● **Set task**
Copy out the lines of the material word for word, starting at the line that contains "of the flagpole" and ending at the last line of the material, both ends included.

*-*-*

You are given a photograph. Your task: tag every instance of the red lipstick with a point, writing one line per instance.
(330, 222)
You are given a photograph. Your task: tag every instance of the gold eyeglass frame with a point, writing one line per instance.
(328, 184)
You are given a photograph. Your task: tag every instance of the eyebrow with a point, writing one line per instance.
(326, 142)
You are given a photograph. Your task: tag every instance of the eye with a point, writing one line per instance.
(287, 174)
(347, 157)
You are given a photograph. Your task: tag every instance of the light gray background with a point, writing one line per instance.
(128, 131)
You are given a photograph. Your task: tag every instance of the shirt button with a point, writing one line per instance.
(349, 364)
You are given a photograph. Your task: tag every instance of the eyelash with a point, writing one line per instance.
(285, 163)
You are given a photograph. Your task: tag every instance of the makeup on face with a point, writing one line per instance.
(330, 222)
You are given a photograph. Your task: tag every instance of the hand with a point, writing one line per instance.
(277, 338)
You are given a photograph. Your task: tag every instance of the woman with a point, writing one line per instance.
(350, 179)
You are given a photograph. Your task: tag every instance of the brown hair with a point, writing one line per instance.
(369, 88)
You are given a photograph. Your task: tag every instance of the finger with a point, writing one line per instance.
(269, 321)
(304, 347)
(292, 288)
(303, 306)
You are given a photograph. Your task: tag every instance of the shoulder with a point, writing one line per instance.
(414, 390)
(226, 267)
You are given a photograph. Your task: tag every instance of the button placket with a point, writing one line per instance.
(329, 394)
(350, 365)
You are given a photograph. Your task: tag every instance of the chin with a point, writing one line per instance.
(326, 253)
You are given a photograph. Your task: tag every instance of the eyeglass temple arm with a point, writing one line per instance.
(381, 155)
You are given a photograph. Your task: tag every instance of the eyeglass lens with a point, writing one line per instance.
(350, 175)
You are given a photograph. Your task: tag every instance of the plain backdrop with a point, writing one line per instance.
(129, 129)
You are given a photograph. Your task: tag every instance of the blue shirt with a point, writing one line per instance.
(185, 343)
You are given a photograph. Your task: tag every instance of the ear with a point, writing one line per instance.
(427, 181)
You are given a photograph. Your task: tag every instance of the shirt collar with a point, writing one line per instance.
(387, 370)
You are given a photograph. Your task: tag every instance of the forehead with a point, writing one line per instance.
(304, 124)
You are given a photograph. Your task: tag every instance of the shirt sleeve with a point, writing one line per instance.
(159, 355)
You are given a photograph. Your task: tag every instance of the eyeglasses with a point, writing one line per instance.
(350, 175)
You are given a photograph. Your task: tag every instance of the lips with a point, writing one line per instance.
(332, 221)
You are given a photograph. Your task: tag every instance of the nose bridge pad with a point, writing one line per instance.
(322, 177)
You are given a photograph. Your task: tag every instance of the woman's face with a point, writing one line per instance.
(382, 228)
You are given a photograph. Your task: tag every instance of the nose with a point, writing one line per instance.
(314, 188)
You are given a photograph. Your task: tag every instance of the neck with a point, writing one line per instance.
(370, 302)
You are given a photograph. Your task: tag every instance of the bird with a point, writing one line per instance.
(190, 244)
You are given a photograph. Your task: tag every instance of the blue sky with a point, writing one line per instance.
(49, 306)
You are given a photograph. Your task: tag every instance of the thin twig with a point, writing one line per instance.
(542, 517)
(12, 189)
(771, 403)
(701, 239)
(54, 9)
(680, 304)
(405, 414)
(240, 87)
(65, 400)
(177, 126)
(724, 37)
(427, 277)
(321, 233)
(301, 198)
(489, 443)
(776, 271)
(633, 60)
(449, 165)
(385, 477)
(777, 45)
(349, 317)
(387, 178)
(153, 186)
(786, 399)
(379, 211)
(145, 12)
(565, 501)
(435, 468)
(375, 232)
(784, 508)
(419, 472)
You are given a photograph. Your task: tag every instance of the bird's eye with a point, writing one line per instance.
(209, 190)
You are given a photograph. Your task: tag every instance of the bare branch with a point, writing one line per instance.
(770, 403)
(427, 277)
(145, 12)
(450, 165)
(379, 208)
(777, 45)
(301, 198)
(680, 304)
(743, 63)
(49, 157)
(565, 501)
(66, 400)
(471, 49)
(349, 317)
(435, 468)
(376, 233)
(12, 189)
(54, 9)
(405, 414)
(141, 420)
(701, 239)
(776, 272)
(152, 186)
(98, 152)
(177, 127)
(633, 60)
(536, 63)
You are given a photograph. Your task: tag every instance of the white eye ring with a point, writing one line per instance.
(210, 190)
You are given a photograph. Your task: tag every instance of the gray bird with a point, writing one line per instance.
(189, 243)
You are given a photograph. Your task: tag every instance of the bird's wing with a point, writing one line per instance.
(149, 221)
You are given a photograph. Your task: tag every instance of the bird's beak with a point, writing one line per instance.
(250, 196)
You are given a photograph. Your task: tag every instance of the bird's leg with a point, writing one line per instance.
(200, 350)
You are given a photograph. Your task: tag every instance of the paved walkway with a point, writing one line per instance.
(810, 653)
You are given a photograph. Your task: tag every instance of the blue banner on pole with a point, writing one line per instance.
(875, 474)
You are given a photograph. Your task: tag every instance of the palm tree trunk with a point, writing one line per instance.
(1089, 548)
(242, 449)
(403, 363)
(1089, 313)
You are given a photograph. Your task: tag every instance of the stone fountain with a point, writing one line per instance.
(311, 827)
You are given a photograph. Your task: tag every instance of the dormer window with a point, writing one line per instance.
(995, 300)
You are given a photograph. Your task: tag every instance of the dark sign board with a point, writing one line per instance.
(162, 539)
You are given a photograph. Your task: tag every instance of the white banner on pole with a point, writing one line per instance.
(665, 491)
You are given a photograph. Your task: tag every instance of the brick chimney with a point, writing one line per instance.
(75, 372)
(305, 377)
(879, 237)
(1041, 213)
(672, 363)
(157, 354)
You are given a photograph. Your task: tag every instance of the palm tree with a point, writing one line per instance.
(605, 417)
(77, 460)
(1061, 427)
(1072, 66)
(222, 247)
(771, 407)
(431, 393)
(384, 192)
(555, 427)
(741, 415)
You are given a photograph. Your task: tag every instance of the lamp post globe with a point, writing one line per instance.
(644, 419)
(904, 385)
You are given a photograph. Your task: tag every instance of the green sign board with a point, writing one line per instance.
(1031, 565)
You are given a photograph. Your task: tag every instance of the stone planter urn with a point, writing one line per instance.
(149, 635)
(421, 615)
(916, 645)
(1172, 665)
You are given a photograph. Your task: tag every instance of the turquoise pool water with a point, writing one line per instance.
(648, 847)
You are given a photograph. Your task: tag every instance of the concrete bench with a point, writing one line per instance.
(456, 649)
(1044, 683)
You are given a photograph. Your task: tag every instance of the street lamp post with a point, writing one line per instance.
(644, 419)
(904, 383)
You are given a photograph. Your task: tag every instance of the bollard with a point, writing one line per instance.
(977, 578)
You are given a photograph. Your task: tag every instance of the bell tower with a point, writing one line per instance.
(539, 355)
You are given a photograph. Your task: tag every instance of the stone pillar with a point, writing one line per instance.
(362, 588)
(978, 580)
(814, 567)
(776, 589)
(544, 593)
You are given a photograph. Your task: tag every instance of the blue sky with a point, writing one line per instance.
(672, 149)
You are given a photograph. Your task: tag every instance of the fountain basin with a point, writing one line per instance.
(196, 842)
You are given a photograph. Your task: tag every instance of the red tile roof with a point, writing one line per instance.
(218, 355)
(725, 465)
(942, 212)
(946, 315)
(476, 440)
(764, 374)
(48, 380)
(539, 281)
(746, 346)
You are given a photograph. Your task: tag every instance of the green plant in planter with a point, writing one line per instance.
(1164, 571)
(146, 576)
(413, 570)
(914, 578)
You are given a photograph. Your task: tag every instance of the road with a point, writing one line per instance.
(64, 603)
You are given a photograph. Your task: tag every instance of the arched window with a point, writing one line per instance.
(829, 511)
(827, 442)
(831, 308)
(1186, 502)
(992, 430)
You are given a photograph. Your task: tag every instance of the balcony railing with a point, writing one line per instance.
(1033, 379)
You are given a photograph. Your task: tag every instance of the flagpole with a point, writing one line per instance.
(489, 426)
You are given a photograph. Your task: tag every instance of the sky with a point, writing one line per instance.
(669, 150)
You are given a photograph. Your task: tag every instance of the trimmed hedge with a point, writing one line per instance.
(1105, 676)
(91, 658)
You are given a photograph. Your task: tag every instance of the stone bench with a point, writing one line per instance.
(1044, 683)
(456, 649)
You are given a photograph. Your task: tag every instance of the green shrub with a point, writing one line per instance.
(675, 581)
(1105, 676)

*-*-*

● **Output of the task**
You are given a photograph. Your task: tag every instance of the flagpole with a point, writing one line per instance.
(489, 426)
You are given a photograph. Your task: tag every instance of the sky with a point, writing one line per instance.
(669, 150)
You are given a photograph. Your task: tag every instance of the trimmed hedge with a point, writing one line per instance.
(1105, 676)
(91, 658)
You are given a photograph. Your task: tag every instance of the stone bench with a point, writing one line per instance.
(1044, 683)
(456, 649)
You are given a photograph. Your task: tag every instance of the green shrub with a point, writing one line per instance.
(675, 581)
(1105, 676)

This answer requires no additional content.